Exercise goal:
Please extend the transcript about consumer spending and recession risk, starting right after its final line.

Provided text:
And then I think there's a third camp who think that consumers who just look fantastic right now -- confusingly, look really great in all the data -- are eventually going to just have to crack. You can only buy so many couches. You have to stop spending eventually and when that happens it might happen sort of with a vengeance.
And so I think those are sort of the three -- the three scenarios that lead us to a recession. Again, all very uncertain.
ROMANS: Yes. That consumer piece of that though -- I mean, for months I've been waiting to see these signs of cracks. I mean, you talk to the credit card companies that say no, people are still spending money. And they're spending money differently now, too, so maybe they're not buying as many couches. But boy, they want to go on plane trips.

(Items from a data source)

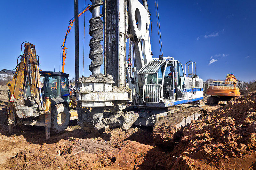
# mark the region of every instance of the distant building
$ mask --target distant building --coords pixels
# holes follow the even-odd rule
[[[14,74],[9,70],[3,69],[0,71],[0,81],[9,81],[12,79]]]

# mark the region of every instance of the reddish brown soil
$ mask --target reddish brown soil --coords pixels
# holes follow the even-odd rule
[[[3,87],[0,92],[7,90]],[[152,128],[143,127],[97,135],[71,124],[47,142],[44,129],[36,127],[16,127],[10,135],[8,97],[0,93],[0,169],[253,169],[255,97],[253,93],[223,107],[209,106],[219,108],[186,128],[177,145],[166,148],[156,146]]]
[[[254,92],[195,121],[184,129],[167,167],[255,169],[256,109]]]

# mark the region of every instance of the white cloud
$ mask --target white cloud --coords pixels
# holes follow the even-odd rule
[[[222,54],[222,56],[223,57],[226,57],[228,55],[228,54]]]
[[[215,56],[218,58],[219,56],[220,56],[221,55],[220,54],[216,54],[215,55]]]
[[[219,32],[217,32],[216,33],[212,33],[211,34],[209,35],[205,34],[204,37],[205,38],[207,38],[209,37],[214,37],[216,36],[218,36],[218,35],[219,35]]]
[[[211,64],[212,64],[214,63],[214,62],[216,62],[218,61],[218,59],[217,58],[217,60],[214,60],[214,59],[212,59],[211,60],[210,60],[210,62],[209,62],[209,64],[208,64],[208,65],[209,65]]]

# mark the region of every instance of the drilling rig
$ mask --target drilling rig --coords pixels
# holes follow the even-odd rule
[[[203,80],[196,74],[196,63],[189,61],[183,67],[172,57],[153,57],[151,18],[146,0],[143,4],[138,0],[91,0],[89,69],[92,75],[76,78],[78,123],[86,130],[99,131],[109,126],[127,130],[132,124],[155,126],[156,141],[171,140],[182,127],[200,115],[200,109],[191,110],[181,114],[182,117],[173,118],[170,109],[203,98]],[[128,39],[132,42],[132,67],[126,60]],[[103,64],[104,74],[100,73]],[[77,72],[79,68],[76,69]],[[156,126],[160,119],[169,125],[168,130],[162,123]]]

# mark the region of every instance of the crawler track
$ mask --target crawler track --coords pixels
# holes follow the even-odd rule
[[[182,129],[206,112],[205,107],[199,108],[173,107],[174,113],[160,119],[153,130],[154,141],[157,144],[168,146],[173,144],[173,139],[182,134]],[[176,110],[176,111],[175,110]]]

--

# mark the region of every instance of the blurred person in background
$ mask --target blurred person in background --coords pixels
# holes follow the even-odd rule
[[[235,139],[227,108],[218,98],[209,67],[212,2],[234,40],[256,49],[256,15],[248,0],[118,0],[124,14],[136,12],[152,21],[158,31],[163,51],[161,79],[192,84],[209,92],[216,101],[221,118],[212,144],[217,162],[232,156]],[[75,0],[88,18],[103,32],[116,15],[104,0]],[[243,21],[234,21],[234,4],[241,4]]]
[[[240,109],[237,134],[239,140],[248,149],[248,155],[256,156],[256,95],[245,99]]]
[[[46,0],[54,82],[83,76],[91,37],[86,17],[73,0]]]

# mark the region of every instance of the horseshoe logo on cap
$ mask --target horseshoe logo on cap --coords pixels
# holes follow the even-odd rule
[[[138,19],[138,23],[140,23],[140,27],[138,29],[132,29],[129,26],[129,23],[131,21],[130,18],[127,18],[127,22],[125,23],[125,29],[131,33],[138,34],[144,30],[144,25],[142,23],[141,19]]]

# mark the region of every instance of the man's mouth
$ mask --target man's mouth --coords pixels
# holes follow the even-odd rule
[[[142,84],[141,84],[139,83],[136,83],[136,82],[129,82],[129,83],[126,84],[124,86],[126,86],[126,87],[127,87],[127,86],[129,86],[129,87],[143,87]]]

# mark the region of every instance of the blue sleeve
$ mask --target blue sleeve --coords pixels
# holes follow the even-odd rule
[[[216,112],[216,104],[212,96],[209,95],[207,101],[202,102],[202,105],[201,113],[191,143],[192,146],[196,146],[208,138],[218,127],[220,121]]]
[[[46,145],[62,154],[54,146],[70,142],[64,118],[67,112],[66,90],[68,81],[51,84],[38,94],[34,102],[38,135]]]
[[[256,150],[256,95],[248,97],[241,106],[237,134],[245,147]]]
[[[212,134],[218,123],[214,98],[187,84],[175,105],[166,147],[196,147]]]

Response to this task:
SMIALEK: Yes. And it's been wild reading the earnings calls because we were just getting sort of earlier news calls. The last couple of weeks we've gotten a lot of the retailers. And it's really interesting to see them talk about consumers because they seem a little baffled themselves.
You know, the Walmart guidance, for example, not very good. They're not looking for great sales this year. But so far it seems like people are holding up. They're getting a lot more consumers than they previously had -- they think because people are going to them because of the inflation.
But then you look across other kind of retailers -- you know, makeup companies, for example, and they are just seeing a surge in business.
And so I think it's just a very confusing picture from a consumer perspective at this moment.
ROMANS: I think so, too. I think so, too. It's just a riddle. The whole thing is such a riddle. We've never had sort of -- there's no roadmap for where we are, which brings me to your new book. Congratulations.
"Limitless" is the title. I'm assuming this is the Fed you're talking about and Jay Powell and the tools through the pandemic that the Federal Reserve has managed to deploy.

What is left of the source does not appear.